▸ **To do**
In the pizza-slicing text below, explain why five-sided slices are called 5-gons.

▸ **Document extract**
On slicing pizza, by Rachel Crowell

Imagine serving homemade pizza to a group of children with strong preferences about crust and toppings. All children in the group will be aware of the amount of pizza given to each child. You wonder: Is there a way you can slice the pizza that will result in equal-sized pieces with different properties based on what each child wants?  Yes (an example is pictured above). A recent article in New Scientist describes how mathematics--specifically monohedral disk tiling--can help you tackle this problem in a few simple steps, as shown in the chart below:

First, you must decide on an odd number of sides that you want each of your pieces of pizza to have. The curved pieces are described by the number of sides they have. For example, if you want to cut the pizza into five-sided slices, your slices with be 5-gons. This pattern continues. Joel Haddley told New Scientist, "Mathematically there is no limit whatsoever" to the number of sides your slices can have, but the logistics of exceeding 9-gon slices may be challenging.

▸ **Supplied records**
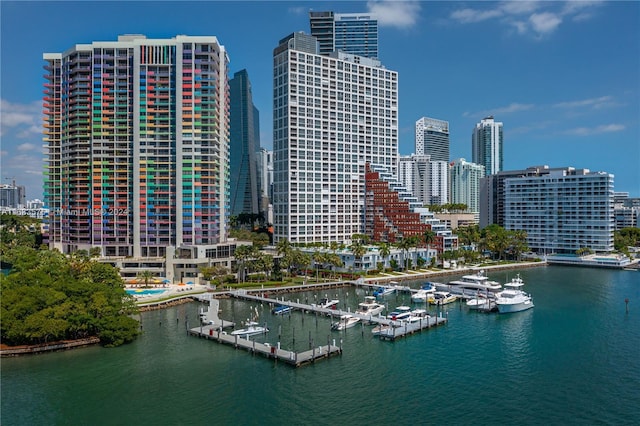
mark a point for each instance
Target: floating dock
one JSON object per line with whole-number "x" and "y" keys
...
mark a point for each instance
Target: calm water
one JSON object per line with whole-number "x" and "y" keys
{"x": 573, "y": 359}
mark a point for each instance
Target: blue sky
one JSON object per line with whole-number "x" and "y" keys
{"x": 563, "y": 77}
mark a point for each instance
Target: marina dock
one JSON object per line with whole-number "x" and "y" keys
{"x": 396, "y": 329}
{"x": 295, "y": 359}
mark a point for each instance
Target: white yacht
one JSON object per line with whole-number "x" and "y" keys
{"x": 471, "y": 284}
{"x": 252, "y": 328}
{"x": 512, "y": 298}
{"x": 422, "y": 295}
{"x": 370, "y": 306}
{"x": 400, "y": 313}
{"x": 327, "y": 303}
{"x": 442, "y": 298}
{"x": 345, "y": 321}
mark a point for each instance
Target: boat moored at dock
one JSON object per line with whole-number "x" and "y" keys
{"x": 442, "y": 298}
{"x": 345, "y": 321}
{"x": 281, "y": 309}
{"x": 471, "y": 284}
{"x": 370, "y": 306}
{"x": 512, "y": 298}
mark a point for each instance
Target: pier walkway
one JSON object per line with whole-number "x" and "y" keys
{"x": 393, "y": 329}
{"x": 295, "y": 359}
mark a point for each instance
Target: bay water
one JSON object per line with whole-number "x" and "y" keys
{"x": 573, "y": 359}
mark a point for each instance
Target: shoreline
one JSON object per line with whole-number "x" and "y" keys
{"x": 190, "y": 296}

▸ **Problem solution**
The curved pieces are described by the number of sides they have, so a slice with five sides is a 5-gon.